Dataset records:
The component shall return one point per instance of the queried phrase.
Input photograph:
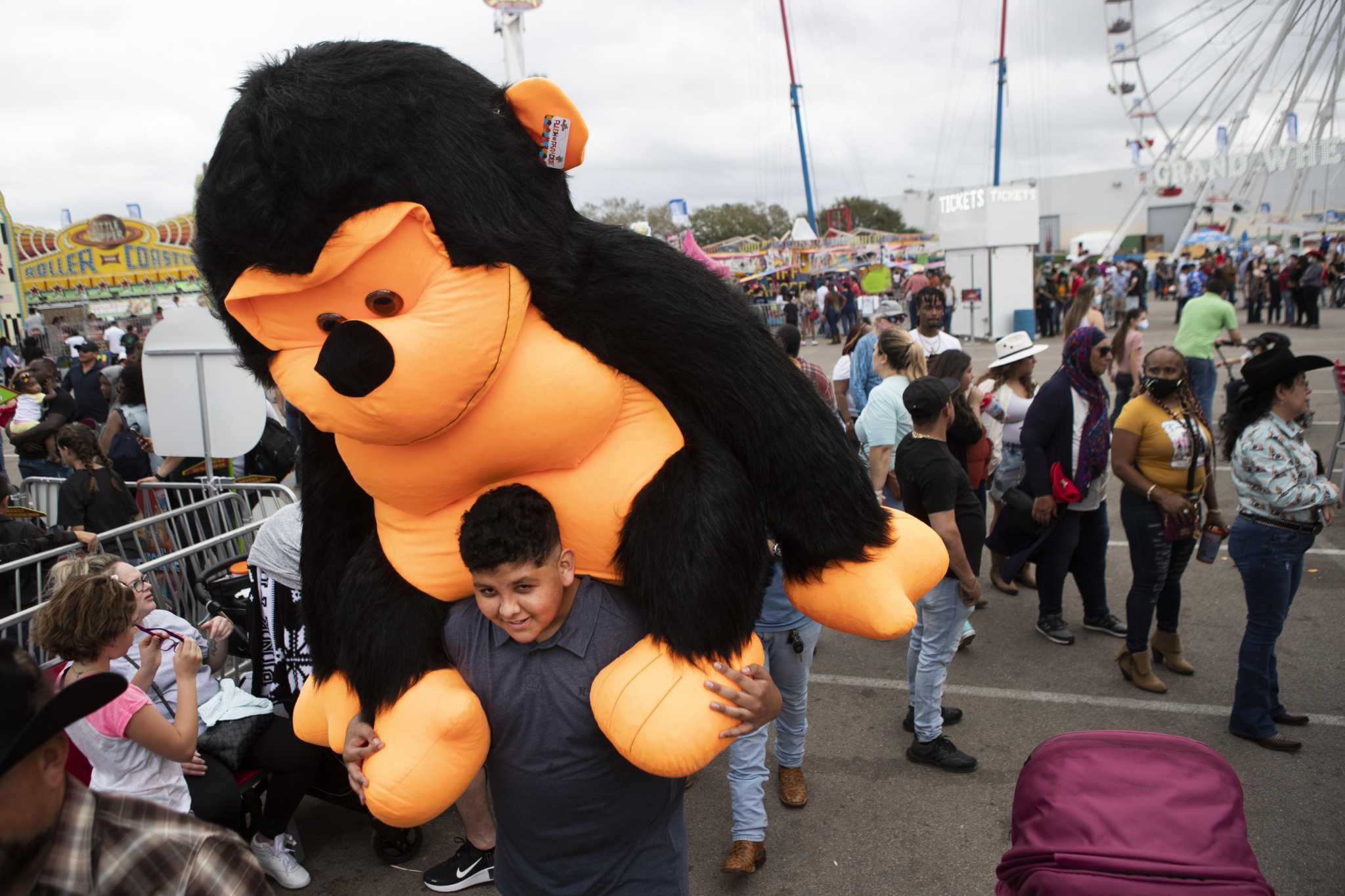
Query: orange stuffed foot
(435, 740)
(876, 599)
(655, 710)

==

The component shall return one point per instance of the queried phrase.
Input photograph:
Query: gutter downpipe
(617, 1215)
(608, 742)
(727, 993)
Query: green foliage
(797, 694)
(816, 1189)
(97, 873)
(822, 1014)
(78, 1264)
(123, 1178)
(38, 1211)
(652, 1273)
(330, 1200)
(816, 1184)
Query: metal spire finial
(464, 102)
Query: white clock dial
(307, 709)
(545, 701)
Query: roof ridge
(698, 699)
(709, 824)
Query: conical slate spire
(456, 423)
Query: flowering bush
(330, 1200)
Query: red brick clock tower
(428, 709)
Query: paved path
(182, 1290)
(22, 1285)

* * *

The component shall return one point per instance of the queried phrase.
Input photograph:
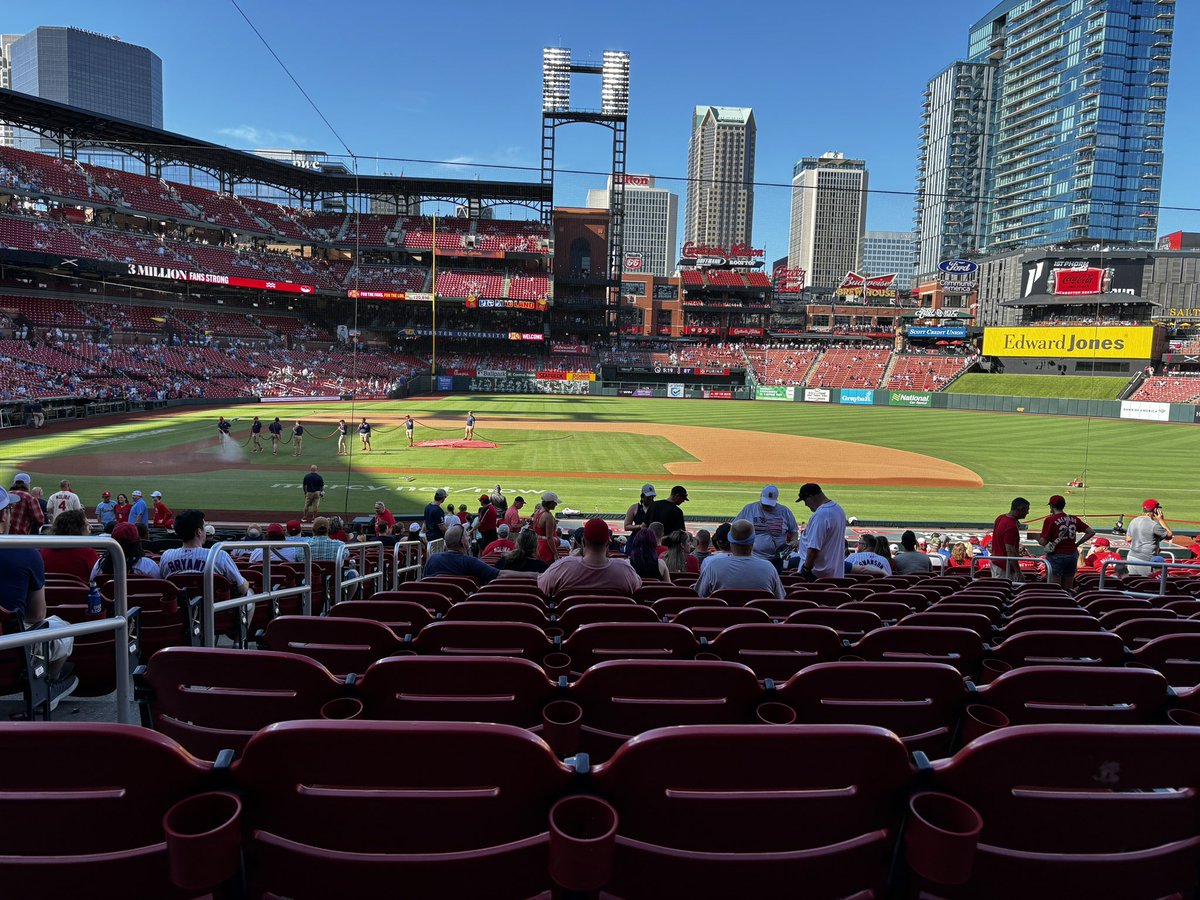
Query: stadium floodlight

Challenge:
Count how many lines in the entries above contain the word "Query". Case counts. Give only the number.

Full solution:
11